◆ **Do this**: Gather each line of the records below that contains the word "dark". Case counts.

◆ **Records supplied**:
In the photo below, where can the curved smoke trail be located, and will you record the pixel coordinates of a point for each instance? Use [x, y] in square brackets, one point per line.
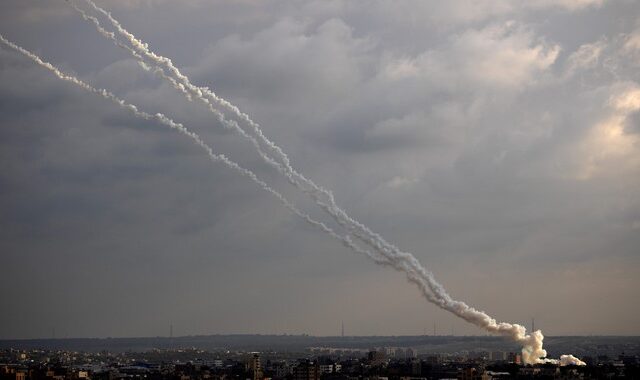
[402, 261]
[216, 158]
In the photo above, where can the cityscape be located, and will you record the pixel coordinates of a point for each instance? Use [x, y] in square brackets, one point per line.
[319, 189]
[605, 358]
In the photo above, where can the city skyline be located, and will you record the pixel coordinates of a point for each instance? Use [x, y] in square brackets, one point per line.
[499, 144]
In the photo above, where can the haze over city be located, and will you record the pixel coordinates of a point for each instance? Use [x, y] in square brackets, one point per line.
[498, 143]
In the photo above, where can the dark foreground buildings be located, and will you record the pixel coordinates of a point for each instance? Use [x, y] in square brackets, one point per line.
[379, 364]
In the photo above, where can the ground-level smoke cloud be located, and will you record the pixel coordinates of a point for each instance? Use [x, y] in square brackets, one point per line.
[385, 253]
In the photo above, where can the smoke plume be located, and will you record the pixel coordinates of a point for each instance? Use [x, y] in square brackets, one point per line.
[385, 253]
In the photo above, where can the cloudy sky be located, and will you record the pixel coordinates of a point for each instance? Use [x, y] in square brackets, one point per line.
[497, 141]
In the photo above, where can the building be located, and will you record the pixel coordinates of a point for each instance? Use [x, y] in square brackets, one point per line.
[306, 370]
[253, 367]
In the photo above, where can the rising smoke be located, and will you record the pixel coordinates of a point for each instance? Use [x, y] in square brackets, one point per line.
[385, 253]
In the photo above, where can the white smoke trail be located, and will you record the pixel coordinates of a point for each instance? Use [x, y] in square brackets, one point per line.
[416, 273]
[216, 158]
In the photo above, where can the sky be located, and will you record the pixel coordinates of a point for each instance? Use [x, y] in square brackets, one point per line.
[497, 141]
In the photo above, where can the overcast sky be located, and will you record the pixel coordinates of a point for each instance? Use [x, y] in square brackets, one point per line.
[497, 141]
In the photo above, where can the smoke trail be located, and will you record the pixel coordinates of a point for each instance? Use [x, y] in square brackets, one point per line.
[416, 273]
[216, 158]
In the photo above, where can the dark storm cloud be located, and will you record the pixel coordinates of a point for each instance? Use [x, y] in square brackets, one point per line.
[498, 142]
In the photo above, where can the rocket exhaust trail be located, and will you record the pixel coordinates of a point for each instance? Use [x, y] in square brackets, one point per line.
[216, 158]
[402, 261]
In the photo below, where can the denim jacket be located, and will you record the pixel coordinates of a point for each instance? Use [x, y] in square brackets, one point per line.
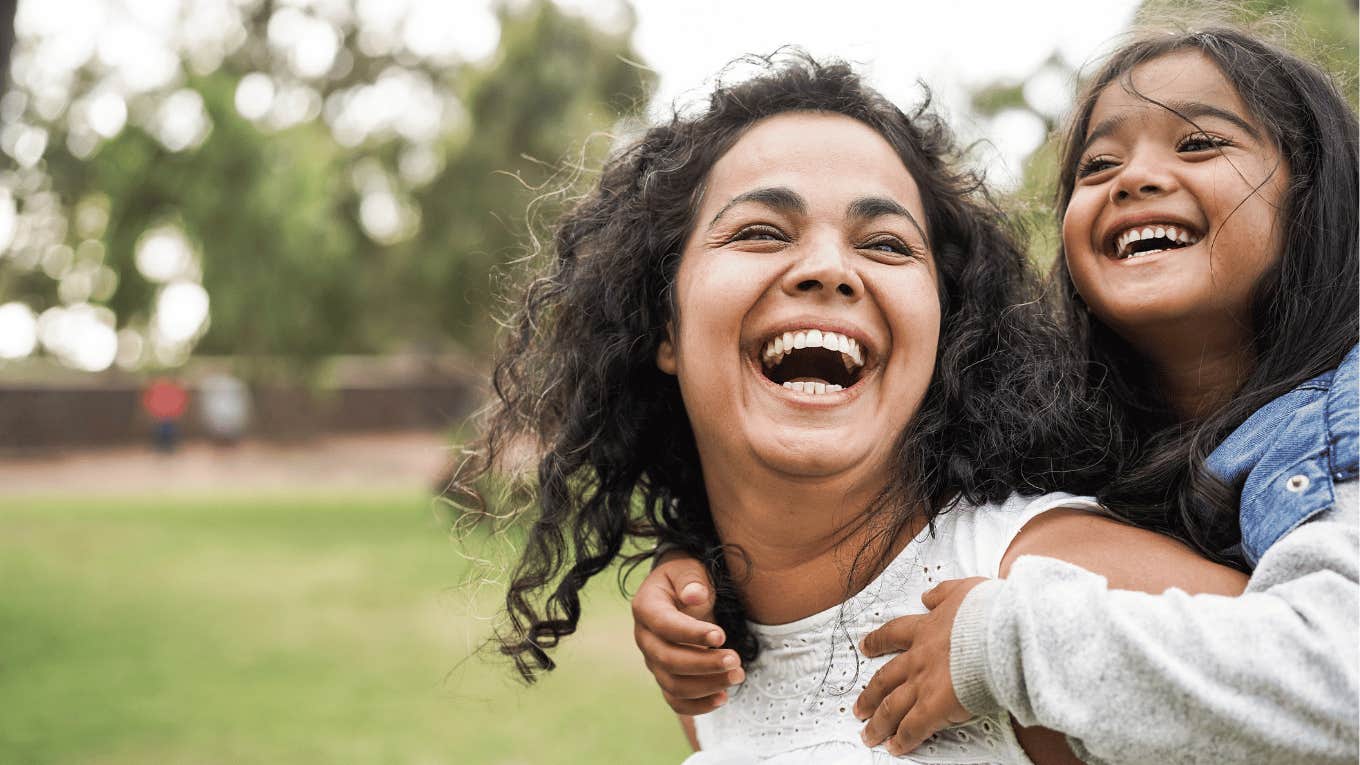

◆ **Result for this task**:
In the photo above, where can the dark foreground buildings be located, and will you record the pixel coordinates of a point for each instance? Use [x, y] in square brackets, one point per line.
In the photo above, where can the dark storm cloud be located, and will you record the pixel coordinates of a point for each instance? Use [x, y] in square brackets, one point per line.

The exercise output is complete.